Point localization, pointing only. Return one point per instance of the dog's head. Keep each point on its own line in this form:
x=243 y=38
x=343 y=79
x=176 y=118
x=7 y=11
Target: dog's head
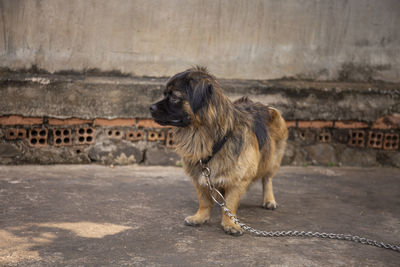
x=186 y=95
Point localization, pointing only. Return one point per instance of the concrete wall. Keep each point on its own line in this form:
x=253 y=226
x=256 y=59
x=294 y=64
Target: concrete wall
x=334 y=40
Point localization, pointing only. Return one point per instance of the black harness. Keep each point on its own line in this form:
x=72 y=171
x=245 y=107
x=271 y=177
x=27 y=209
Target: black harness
x=216 y=147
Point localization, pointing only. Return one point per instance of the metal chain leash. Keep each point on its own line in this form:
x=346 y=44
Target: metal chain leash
x=219 y=199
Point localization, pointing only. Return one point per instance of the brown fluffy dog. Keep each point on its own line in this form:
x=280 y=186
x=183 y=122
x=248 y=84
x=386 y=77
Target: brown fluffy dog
x=242 y=141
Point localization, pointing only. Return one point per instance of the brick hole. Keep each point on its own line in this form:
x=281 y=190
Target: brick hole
x=391 y=141
x=356 y=138
x=170 y=143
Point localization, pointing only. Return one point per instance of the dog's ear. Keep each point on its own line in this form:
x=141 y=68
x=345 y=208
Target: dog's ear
x=199 y=93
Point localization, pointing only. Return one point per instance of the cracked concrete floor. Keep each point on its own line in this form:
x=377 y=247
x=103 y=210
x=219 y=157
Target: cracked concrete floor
x=79 y=215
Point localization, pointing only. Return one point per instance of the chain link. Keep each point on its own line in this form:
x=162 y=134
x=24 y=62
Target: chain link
x=221 y=202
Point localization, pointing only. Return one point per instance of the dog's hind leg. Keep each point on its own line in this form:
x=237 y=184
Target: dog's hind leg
x=268 y=193
x=205 y=205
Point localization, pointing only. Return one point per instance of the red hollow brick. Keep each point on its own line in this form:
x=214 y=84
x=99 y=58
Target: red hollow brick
x=38 y=137
x=155 y=136
x=72 y=121
x=84 y=136
x=149 y=123
x=14 y=134
x=19 y=120
x=356 y=138
x=170 y=140
x=315 y=124
x=350 y=125
x=114 y=133
x=387 y=122
x=134 y=135
x=391 y=141
x=375 y=139
x=62 y=137
x=114 y=122
x=291 y=124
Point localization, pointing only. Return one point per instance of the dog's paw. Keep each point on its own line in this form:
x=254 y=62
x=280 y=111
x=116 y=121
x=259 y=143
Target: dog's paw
x=233 y=229
x=270 y=205
x=195 y=221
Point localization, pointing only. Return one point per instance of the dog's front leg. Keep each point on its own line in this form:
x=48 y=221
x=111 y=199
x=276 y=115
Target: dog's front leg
x=232 y=198
x=205 y=205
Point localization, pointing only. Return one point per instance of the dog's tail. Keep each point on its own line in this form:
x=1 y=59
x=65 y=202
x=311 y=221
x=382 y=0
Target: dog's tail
x=278 y=123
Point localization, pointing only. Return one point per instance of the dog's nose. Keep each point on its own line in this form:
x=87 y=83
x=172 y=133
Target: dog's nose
x=153 y=108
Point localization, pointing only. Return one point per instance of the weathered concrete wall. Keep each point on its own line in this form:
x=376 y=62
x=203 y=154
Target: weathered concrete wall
x=309 y=39
x=78 y=119
x=90 y=97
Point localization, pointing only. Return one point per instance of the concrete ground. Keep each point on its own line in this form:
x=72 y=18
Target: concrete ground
x=89 y=215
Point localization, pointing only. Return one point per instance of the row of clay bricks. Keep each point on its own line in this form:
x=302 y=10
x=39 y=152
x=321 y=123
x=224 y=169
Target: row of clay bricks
x=38 y=137
x=387 y=141
x=141 y=135
x=383 y=123
x=354 y=137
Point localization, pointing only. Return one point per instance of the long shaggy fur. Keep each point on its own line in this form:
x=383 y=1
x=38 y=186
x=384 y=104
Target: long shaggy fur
x=256 y=139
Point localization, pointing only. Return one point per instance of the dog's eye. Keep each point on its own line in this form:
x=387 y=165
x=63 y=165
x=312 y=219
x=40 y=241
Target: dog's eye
x=174 y=99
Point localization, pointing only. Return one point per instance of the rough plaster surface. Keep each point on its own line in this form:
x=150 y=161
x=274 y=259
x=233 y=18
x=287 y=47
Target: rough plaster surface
x=69 y=96
x=323 y=40
x=74 y=215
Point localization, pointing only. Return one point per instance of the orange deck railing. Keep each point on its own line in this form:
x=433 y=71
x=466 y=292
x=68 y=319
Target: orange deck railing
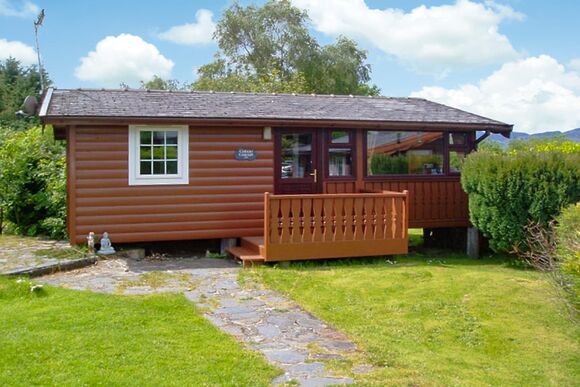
⁂
Task objective. Copy every entry above line for line, without changing anything. Leave the pictures out of your copy.

Complete response.
Point localization, pointing only. Return one point per instance of the dog's head. Keep each point on its own line in this form:
x=243 y=38
x=343 y=79
x=176 y=118
x=7 y=11
Target: dog's head
x=186 y=95
Point localization, pointing only. Return one point per instance of the concrete wall. Keep each point on its own line in this form:
x=253 y=226
x=256 y=59
x=294 y=64
Target: concrete wall
x=334 y=40
Point localization, pointing only. Return one point per instance of the black harness. Keep each point on its own line in this form:
x=72 y=171
x=245 y=107
x=271 y=177
x=27 y=209
Target: black harness
x=216 y=147
Point localization, pointing only. Return one point per instance of the metal chain leash. Keep each point on its own line in this form:
x=346 y=44
Target: metal chain leash
x=219 y=199
Point localization, pointing only. Return one point per instance of the brown fluffy dog. Keep each point on its own line in this form:
x=280 y=186
x=183 y=122
x=248 y=84
x=386 y=77
Target: brown fluffy dog
x=242 y=141
Point localization, pointing only. Return one point per instance of the brick hole. Keep each point on its own line in this form:
x=281 y=190
Target: brick hole
x=391 y=141
x=356 y=138
x=170 y=143
Point localization, pointing only. Return one point per instance of the dog's ear. Keep each point on its own line in this form:
x=141 y=68
x=345 y=208
Target: dog's ear
x=199 y=93
Point localization, pointing only. Return one point per instance of the cracked concrete floor. Keep each point on its own line in this form:
x=377 y=247
x=103 y=210
x=219 y=157
Target: cracked concrete floor
x=79 y=215
Point localization, pointing only. Return one point per instance of the chain link. Keep each point on its own line in this form:
x=162 y=134
x=24 y=62
Target: chain link
x=221 y=202
Point localization, pointing only. Return one point per instance of the dog's hind leg. Keep each point on its own line in this form:
x=237 y=184
Target: dog's hind leg
x=268 y=193
x=205 y=205
Point localization, pointing only. Return one point per instance of the red hollow brick. Keep each point on its own line in this form:
x=214 y=84
x=99 y=58
Target: red hollow brick
x=38 y=137
x=155 y=136
x=72 y=121
x=84 y=136
x=149 y=123
x=14 y=134
x=19 y=120
x=356 y=138
x=170 y=140
x=315 y=124
x=350 y=125
x=114 y=133
x=387 y=122
x=134 y=135
x=391 y=141
x=375 y=139
x=62 y=137
x=114 y=122
x=291 y=124
Point localization, pointing only. Return one point per instance of the dog's paw. Keep each point on its own line in this form:
x=254 y=62
x=280 y=111
x=116 y=121
x=259 y=143
Target: dog's paw
x=233 y=229
x=270 y=205
x=195 y=221
Point localization, pointing only. Return one point per instance of the dog's front leg. Keep each point on its own line in this form:
x=48 y=221
x=111 y=199
x=276 y=115
Target: dog's front leg
x=232 y=198
x=205 y=205
Point localization, pointing only. Return one point per instance of the dog's tail. Keep each point on its own line in this form:
x=1 y=59
x=65 y=202
x=311 y=221
x=382 y=0
Target: dog's tail
x=278 y=123
Point localization, pointing only. Return one point per instance of the dog's nose. Keep each point on its own line in this form:
x=87 y=83
x=172 y=133
Target: dog's nose
x=153 y=108
Point localization, pointing only. Return one point per instance of the weathered concrete wall. Keep each point on its own line in this form:
x=376 y=62
x=203 y=154
Target: weathered concrete wall
x=309 y=39
x=78 y=119
x=90 y=97
Point localization, pointing only. Return one point per instance of the concrete ground. Keep each point on its own line in this form:
x=72 y=18
Target: concrete ground
x=89 y=215
Point localization, pointing only. Return one point per instance of the row of clay bricks. Keep each point on its own line in this form:
x=302 y=10
x=39 y=152
x=321 y=123
x=224 y=169
Target: row of clay bricks
x=38 y=137
x=387 y=141
x=141 y=135
x=383 y=123
x=354 y=137
Point localization, pointing only. Return one point per instance of the long shaggy fur. Keep each point on its own line in this form:
x=383 y=1
x=38 y=186
x=384 y=104
Target: long shaggy fur
x=256 y=139
Point localization, pointing only. Return one point per instance of the dog's eye. Keep each point on its own line in this form:
x=387 y=165
x=63 y=165
x=312 y=219
x=40 y=241
Target: dog's eye
x=174 y=99
Point localization, pointing only. Return one point per instance of the rough plaster surface. Keep each point on its own line in this form:
x=150 y=161
x=274 y=259
x=233 y=18
x=287 y=47
Target: rough plaster surface
x=69 y=96
x=323 y=40
x=74 y=215
Point localization, pointing only. Return one point per instance of the orange deck railing. Keep each point on its own line in this form:
x=433 y=71
x=466 y=292
x=68 y=319
Target: orange deck railing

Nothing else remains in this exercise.